[Brief 1] In the write-up on finding the median of two sorted arrays, copy the passage from "Okay, for the" to "the first array." word for word.

© 2020. All rights reserved.
© 2020. All rights reserved.
There are two sorted arrays nums1 and nums2 of size m and n respectively. Find the median of the two sorted arrays. The overall run time complexity should be O(log(m + n)).
Example 1:
nums1 = [1, 3]
nums2 = [2]
The median is 2.0
Example 2:
nums1 = [1, 2]
nums2 = [3, 4]
The median is (2 + 3) / 2 = 2.5
The key is that the input arrays are sorted and to optimize you want to use binary search.
Start by identifying the size of each array to rule out the trivial cases and identify the smaller and larger arrays.
Then determine whether the total number of elements are even or odd–so at the end you can average if necessary. Throw in a couple quick checks for when one array is totally greater or less than another array for a quick route to the solution.
Okay, for the non-trivial case, first consider the O(n) solution.
Realize that the median divides the total set of numbers such that half of them are less than the median and half are more. Also, each array may be divided into two parts–for simplicity let’s say left (smaller) and right (larger) parts.
left_part | right_part
A[0], A[1], ..., A[i-1] | A[i], A[i+1], ..., A[m-1]
B[0], B[1], ..., B[j-1] | B[j], B[j+1], ..., B[n-1]
We must simply ensure two conditions to acquire the true median:
1) The total number of elements in the two left parts must equal the total number of elements in the two right parts.
2) The largest element in the left part of the first array must be smaller than the smallest element in the right part of the second array. Also, the largest element in the left part of the second array must be smaller than the smallest element in the right part of the first array.
Although the two arrays are sorted, there are several ways to cut the two arrays such that the number of elements are equal but there remain elements in the left parts that are larger than elements in the right parts or there remain elements in the right parts that are smaller than elements in the left parts.
The second condition seems like a mouthful, so let me try to elucidate it a bit. Assume the two arrays are A and B and have been labelled such that the length of A is smaller than or equal to B. Also, the length of array A is n, and length of array B is m. Array A may be cut at some index i and array B at some index j. The relationship between i and j is simply that i + j must equal (m - i) + (n - j) (or (m - i) + (n - j) + 1). This satisifies the first condition.

[Records for this exercise]
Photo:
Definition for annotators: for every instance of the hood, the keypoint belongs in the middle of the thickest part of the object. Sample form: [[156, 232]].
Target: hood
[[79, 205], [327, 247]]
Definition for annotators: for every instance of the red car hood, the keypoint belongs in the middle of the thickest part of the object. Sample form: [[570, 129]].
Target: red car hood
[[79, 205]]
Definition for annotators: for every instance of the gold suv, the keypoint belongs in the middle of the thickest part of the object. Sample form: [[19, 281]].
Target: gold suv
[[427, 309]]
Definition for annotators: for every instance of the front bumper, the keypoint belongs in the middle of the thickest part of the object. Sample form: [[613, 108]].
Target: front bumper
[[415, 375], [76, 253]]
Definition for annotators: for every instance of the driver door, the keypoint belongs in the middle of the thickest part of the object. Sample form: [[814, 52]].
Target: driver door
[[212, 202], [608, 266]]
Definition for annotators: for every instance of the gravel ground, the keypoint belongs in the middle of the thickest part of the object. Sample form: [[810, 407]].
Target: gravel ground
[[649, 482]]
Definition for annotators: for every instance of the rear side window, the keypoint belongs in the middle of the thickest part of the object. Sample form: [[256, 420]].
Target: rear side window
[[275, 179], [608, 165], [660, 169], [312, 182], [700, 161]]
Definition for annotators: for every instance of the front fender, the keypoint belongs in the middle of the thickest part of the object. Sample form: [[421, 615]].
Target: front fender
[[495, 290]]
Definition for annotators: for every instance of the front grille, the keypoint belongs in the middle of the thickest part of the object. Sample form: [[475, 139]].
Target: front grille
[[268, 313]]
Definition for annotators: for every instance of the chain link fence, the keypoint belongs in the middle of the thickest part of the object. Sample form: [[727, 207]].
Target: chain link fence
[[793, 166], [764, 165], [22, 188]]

[Brief 2] Repeat the records from the line with "Definition for annotators: for every instance of the gold" to the line with "[[495, 290]]", both included, and nothing else.

[Worked answer 1]
Okay, for the non-trivial case, first consider the O(n) solution.
Realize that the median divides the total set of numbers such that half of them are less than the median and half are more. Also, each array may be divided into two parts–for simplicity let’s say left (smaller) and right (larger) parts.
left_part | right_part
A[0], A[1], ..., A[i-1] | A[i], A[i+1], ..., A[m-1]
B[0], B[1], ..., B[j-1] | B[j], B[j+1], ..., B[n-1]
We must simply ensure two conditions to acquire the true median:
1) The total number of elements in the two left parts must equal the total number of elements in the two right parts.
2) The largest element in the left part of the first array must be smaller than the smallest element in the right part of the second array. Also, the largest element in the left part of the second array must be smaller than the smallest element in the right part of the first array.

[Worked answer 2]
Definition for annotators: for every instance of the gold suv, the keypoint belongs in the middle of the thickest part of the object. Sample form: [[19, 281]].
Target: gold suv
[[427, 309]]
Definition for annotators: for every instance of the front bumper, the keypoint belongs in the middle of the thickest part of the object. Sample form: [[613, 108]].
Target: front bumper
[[415, 375], [76, 253]]
Definition for annotators: for every instance of the driver door, the keypoint belongs in the middle of the thickest part of the object. Sample form: [[814, 52]].
Target: driver door
[[212, 202], [608, 266]]
Definition for annotators: for every instance of the gravel ground, the keypoint belongs in the middle of the thickest part of the object. Sample form: [[810, 407]].
Target: gravel ground
[[649, 482]]
Definition for annotators: for every instance of the rear side window, the keypoint belongs in the middle of the thickest part of the object. Sample form: [[256, 420]].
Target: rear side window
[[275, 179], [608, 165], [660, 169], [312, 182], [700, 161]]
Definition for annotators: for every instance of the front fender, the keypoint belongs in the middle of the thickest part of the object. Sample form: [[421, 615]].
Target: front fender
[[495, 290]]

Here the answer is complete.